■ **TASK TO COMPLETE**
Starting at the line that contains "[34, 146], one" and stopping after the last line of the items below, convert those lines into a Markdown table with the columns Row and Line, numbering each line and leaving out blank lines.

■ **RECORDS TO PROCESS**
..........

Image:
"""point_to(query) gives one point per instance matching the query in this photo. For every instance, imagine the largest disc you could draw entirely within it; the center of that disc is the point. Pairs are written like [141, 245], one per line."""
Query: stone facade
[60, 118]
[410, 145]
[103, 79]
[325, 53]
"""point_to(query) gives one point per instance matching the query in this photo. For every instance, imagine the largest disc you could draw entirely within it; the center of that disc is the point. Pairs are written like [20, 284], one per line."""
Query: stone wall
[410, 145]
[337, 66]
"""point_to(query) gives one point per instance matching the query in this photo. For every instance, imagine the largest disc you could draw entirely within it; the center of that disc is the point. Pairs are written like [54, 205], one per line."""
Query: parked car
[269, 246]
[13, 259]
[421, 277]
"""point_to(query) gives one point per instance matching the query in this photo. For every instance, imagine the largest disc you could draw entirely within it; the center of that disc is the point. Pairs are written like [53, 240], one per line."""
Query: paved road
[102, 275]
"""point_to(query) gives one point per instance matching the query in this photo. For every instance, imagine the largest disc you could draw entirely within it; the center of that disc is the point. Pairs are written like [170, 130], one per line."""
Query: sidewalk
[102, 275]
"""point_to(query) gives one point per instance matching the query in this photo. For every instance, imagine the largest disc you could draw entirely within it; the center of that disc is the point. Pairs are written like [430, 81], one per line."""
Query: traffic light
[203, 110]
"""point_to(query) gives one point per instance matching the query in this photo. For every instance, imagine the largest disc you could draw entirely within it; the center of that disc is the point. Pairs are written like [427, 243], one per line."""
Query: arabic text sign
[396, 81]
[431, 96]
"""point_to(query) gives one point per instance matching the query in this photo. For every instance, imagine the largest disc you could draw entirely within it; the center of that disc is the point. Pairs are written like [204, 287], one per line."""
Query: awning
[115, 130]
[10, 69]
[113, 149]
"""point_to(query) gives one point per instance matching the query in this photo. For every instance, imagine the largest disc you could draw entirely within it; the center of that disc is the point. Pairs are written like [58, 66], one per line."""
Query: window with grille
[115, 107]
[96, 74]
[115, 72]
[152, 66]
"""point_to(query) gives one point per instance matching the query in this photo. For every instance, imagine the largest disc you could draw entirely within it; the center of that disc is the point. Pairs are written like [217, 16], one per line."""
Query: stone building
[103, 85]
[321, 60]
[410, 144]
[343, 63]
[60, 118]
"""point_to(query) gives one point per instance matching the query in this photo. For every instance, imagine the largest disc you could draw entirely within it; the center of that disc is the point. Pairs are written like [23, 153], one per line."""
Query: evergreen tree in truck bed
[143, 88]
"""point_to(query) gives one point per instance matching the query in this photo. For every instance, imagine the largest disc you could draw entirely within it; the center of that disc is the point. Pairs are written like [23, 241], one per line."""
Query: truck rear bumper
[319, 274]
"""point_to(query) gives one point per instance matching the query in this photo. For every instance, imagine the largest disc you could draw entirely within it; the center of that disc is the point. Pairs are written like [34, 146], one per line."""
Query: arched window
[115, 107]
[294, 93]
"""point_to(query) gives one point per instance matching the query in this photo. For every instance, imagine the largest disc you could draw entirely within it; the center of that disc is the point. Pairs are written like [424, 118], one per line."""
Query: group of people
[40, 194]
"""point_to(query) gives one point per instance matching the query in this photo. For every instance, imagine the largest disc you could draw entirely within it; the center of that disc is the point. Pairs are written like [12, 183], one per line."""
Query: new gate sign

..........

■ **TASK SOLUTION**
| Row | Line |
|---|---|
| 1 | """point_to(query) gives one point per instance matching the query in this photo. For every instance, imagine the largest disc you could draw entirely within it; the center of that disc is the point. Pairs are written like [34, 146], one per line.""" |
| 2 | Query: arched window |
| 3 | [115, 107] |
| 4 | [294, 93] |
| 5 | """point_to(query) gives one point per instance matching the query in this photo. For every instance, imagine the largest disc you could draw entirely within it; the center of that disc is the point. Pairs are written like [424, 118], one per line.""" |
| 6 | Query: group of people |
| 7 | [40, 194] |
| 8 | """point_to(query) gives one point per instance matching the query in this photo. For every instance, imagine the largest disc you could draw entirely within it; the center of that disc is the point. Pairs are written like [12, 183], one per line.""" |
| 9 | Query: new gate sign |